Medical Powers of Attorney in Texas: Answers to Common Questions
Any competent adult can be your agent, except:
- Your physician or health care provider
- An employee of your physician or health care provider (unless the employee is your relative)
- Your residential health care provider
- An employee of your residential health care provider (unless the employee is your relative)
You should choose someone you trust to act according to your wishes. You want someone who has a good knowledge of your wishes (including your values, religious and moral beliefs) and agrees that your medical choices are in your best interest.
- Medical powers of attorney go into effect immediately when signed, but can only be used when:
- the principal is incompetent, and
- the principal’s attending physician certifies the principal is incompetent.
- Once the principal regains competency, the agent cannot speak on the principal’s behalf.
- The principal can object to health care decisions at any time.
- The agent’s decisions will not override the principal’s objection—even if the principal is incompetent.
The law says you are incompetent when you do not have “the ability, based on reasonable medical judgment, to understand and appreciate the nature and consequences of a treatment decision, including the significant benefits and harms of and reasonable alternatives to a proposed treatment decision.”
With a Medical Power of Attorney, you can name an agent of your choice who will make sure you get the medical treatment you want in the event of incompetency.
- Incompetency can happen to anyone, no matter what age.
- Incompetency can be temporary (such as suffering from an accident or being unconscious for a short period of time) or can be long-term.
The law says that certain people (such as your spouse, adult children, or parents) can make health care decisions as an “adult surrogate” on your behalf even if you do not have a Medical Power of Attorney. Read the law here: Tex. Health and Safety Code § 313.004.
____________________
▸ **EXERCISE 1**
Shorten the paragraph of the medical power of attorney text that begins "You should choose someone you trust" while keeping its main facts.
▸ **EXERCISE 2**
Write a continuation of the medical power of attorney text, starting after its last sentence.
The items that come next are separate from the medical power of attorney text.
____________________
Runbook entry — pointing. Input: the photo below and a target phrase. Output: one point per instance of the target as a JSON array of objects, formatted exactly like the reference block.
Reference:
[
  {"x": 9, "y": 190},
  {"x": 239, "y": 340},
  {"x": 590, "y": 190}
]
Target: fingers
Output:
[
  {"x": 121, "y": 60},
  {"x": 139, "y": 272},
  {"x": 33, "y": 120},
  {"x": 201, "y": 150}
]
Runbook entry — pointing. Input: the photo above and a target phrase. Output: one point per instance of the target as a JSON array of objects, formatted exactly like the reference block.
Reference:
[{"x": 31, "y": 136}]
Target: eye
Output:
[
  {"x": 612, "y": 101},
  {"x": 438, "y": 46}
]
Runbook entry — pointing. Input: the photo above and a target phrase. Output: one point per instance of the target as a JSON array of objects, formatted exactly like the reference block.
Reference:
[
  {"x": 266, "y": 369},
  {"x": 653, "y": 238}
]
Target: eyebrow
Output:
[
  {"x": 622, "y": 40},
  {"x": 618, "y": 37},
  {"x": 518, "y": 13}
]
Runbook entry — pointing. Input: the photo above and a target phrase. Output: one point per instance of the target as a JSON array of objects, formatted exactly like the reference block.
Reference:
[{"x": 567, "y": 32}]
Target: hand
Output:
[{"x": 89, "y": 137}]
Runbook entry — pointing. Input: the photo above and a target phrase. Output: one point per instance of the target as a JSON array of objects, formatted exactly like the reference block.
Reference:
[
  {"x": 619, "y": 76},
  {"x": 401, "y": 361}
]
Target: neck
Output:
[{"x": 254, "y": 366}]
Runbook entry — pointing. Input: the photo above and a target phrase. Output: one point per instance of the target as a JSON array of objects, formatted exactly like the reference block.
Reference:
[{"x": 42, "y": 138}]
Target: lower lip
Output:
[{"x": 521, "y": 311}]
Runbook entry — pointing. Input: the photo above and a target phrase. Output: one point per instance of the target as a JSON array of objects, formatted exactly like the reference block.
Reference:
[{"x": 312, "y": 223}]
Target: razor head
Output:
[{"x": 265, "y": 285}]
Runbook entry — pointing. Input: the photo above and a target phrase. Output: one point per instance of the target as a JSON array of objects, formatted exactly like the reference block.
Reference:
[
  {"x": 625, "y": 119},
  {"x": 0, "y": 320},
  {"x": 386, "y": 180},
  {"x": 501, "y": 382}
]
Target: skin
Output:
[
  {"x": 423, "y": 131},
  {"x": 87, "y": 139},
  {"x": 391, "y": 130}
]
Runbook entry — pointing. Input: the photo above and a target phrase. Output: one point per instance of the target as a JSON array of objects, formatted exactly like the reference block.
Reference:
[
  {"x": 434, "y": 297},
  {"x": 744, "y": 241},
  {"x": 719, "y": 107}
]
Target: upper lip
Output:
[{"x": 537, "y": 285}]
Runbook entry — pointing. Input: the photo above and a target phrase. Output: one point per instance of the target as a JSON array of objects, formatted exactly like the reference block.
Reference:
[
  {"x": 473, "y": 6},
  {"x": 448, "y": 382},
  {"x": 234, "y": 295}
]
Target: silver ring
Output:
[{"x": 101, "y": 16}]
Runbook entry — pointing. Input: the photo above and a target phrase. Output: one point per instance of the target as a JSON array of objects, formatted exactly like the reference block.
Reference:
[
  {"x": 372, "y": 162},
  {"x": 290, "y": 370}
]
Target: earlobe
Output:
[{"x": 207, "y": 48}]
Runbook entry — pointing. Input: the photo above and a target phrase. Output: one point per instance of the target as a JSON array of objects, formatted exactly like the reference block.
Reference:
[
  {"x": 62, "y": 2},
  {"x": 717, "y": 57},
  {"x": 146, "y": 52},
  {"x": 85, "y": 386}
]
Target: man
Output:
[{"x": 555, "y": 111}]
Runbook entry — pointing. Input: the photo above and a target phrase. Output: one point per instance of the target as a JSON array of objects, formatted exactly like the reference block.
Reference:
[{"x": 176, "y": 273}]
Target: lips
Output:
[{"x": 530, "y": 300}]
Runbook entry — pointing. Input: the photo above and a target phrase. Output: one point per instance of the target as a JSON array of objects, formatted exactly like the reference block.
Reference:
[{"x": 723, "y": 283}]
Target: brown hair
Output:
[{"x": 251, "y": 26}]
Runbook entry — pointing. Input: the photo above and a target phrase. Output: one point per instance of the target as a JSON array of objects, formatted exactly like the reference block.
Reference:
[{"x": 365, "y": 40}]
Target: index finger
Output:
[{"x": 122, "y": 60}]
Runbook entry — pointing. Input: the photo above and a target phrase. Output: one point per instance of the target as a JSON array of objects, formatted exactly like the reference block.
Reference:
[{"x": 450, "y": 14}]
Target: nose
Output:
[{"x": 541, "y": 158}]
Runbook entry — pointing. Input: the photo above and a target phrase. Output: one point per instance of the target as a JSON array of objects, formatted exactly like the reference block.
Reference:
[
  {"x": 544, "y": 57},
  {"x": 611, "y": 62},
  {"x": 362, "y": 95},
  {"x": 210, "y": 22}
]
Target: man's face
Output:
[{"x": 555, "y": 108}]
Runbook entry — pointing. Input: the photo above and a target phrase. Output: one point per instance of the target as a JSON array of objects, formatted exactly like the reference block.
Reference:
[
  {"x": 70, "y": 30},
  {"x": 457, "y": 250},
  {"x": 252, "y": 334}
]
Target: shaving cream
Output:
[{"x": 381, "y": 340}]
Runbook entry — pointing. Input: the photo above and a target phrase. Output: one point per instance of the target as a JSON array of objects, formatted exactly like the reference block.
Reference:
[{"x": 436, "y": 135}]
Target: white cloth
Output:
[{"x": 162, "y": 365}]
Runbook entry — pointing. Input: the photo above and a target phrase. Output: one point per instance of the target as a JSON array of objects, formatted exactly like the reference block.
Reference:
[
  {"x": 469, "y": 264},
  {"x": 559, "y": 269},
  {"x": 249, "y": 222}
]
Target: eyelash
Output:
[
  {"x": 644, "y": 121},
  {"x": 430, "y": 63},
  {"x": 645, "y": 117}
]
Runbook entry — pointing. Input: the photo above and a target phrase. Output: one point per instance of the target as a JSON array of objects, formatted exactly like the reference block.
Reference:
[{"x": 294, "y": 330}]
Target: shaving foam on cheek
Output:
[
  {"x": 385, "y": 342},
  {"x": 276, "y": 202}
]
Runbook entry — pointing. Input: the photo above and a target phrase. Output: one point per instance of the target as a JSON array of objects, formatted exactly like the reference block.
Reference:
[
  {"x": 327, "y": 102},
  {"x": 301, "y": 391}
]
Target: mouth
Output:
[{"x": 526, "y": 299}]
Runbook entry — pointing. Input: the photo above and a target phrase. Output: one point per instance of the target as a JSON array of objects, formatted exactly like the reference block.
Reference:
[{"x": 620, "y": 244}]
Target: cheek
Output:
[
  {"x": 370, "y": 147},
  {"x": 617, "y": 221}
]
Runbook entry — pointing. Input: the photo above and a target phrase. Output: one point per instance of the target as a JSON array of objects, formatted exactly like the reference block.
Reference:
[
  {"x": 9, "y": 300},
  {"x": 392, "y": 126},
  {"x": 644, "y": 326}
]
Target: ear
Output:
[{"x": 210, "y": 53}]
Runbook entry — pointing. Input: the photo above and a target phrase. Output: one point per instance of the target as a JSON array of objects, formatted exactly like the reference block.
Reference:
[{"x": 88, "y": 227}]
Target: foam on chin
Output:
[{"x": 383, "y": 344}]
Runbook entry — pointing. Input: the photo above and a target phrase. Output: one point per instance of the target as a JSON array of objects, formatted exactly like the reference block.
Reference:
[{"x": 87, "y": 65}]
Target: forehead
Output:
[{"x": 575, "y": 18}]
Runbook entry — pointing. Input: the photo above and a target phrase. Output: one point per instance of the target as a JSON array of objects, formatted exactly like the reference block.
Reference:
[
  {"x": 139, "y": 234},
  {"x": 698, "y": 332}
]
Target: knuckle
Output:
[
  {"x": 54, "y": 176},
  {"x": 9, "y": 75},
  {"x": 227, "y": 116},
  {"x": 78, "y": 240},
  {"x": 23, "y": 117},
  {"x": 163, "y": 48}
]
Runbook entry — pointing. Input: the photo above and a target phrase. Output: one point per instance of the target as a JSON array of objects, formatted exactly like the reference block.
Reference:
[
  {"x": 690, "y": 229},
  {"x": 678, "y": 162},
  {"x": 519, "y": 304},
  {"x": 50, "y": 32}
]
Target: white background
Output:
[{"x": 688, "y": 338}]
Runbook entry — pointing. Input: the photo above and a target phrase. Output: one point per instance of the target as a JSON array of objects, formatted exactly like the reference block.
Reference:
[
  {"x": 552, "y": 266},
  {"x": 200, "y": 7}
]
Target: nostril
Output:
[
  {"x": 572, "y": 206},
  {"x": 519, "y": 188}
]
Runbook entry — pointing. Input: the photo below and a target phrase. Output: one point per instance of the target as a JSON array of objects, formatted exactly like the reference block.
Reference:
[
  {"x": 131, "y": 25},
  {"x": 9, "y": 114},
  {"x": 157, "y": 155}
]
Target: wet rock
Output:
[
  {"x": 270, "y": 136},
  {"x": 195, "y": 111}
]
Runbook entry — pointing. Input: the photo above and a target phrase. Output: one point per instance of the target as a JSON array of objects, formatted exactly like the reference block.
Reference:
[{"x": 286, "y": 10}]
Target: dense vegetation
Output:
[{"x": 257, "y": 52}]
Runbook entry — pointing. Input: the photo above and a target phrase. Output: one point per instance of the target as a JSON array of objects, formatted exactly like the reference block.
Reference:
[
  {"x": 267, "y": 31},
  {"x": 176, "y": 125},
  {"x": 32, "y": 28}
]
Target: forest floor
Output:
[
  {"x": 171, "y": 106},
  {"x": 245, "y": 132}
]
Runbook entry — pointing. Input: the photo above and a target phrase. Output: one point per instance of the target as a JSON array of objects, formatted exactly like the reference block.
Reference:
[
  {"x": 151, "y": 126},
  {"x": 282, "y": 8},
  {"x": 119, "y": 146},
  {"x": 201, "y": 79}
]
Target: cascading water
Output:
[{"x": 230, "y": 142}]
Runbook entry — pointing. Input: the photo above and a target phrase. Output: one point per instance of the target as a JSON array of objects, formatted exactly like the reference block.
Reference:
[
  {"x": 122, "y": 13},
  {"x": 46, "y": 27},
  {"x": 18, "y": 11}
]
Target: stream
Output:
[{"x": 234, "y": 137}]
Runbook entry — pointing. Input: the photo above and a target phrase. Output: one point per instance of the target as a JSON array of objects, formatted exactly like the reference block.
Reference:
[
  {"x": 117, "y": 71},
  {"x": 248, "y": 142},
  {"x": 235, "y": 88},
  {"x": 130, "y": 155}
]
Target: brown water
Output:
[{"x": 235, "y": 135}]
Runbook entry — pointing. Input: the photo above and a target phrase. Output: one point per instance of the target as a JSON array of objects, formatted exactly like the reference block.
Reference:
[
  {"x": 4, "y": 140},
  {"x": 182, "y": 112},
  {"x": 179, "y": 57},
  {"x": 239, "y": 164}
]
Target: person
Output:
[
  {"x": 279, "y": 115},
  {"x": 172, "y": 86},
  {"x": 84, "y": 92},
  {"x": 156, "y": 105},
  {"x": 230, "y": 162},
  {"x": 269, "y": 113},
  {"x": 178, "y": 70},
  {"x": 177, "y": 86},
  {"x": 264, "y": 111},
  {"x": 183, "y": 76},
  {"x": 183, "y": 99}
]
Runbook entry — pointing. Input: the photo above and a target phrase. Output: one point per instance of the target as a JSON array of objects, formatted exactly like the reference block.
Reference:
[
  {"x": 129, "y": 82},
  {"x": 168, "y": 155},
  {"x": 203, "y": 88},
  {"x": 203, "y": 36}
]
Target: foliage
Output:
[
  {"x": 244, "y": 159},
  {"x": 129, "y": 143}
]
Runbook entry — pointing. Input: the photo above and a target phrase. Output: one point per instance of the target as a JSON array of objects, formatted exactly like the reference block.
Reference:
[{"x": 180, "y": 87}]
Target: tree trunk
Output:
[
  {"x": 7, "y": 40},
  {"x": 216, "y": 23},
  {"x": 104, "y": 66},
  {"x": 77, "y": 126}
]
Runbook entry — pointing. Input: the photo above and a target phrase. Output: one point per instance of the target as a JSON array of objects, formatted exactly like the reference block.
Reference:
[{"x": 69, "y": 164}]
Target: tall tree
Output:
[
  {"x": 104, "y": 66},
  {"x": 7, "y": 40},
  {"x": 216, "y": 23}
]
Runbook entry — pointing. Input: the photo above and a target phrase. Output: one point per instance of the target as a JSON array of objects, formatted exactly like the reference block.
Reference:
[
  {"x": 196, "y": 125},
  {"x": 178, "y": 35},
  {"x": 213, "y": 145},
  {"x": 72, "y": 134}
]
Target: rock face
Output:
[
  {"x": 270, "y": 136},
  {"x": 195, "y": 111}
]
____________________
▸ **ANSWER SPACE 1**
Pick a trusted agent who knows your wishes, including your values and religious and moral beliefs, and who agrees that your medical choices are in your best interest.

▸ **ANSWER SPACE 2**
- With no agent in place, the following people can make decisions, in order of priority:
- your spouse,
- your adult child who has the waiver and consent of all other qualified adult children of yours to act as the sole decision-maker,
- a majority of your reasonably available adult children,
- your parents, or
- an individual you clearly identified to act for you before you became incapacitated, your nearest living relative, or a member of the clergy
However, it is still important to name an agent even if you are married. For example you may want to:
- Name a back-up agent to make health care decisions for you if your spouse cannot.
- You and your spouse could be involved in an accident together
- Your spouse could be unavailable at the time you need an agent
- You may want to name someone other than your spouse to make health care decisions for you.
- You may want to limit the decision-making authority of your agent, and you can do this with a Medical Power of Attorney.
- Without a Medical Power of Attorney in place, the law controls what decision-making authority is allowed.
- If you would like to control the scope of decision-making authority and people that can make health care decisions on your behalf, you should sign a Medical Power of Attorney.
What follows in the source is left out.